Selected passage:
Morgan Stanley Hires the Founder of Girls Who Invest

(Bloomberg) -- Morgan Stanley hired Seema Hingorani, a former chief investment officer of New York City’s pension plans, as a managing director at its more than $500 billion asset-management unit.

Hingorani will help oversee relationships with the firm’s largest clients and create a new training program to develop talent, according to a memo to staff Wednesday. She founded the non-profit Girls Who Invest, and was most recently the investment officer of SevenStep Capital, a venture that took stakes in women- and minority-led asset-management firms that has since been wound down.

“She has a unique background and experience set being an analyst, a portfolio manager, a director of research, a CIO and then the founder of Girls Who Invest,” Dan Simkowitz, the head of Morgan Stanley Investment Management, said in an interview.

Chief Executive Officer James Gorman has made asset management a priority, and Hingorani is the second major former pension executive the firm has brought on board this year. Ted Eliopoulos joined in January after managing the $340 billion investment pool at California Public Employees’ Retirement System, the largest in the country. He was named vice chairman of investment management. The two executives will work with institutions including pensions, insurers and sovereign wealth funds.

Stored data:
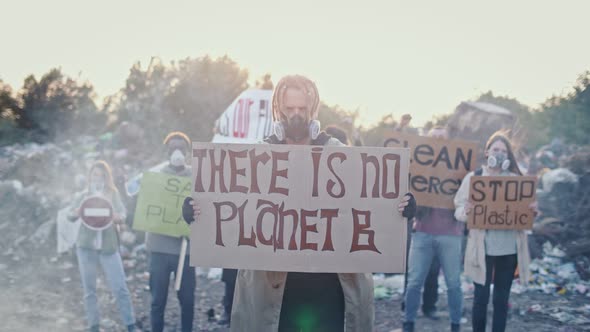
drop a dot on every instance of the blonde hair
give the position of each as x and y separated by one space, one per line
296 82
108 174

Aim 1: In the article on Morgan Stanley hiring Seema Hingorani, what does Dan Simkowitz cite as making her background and experience unique? Answer in one to three sentences.
Aim 2: Extend the article on Morgan Stanley hiring Seema Hingorani, picking up after its final sentence.
The listing has no role in this work.

Output 1: Simkowitz cites the range of roles she has held. She has been an analyst, a portfolio manager, a director of research and a CIO, and she then founded Girls Who Invest.

Output 2:
Morgan Stanley has also been seeking to add more women to its ranks. Among recent female hires was Tatiana Segal, who came from Skybridge Capital earlier this year to be head of global risk at the New York-based company’s investment-management unit. The division also added Elaine Keenan for Brexit operations oversight.

Hingorani plans to champion a “a culture of diversity across all of the talented investment teams and externally through relationships with some of the firm’s most important institutional clients,” she said in an emailed statement.

Before becoming CIO of New York City’s pensions, overseeing about $160 billion in assets, Hingorani led investments in hedge funds and stocks at the pension system. She worked at asset managers including Andor Capital and Pequot Capital earlier in her career.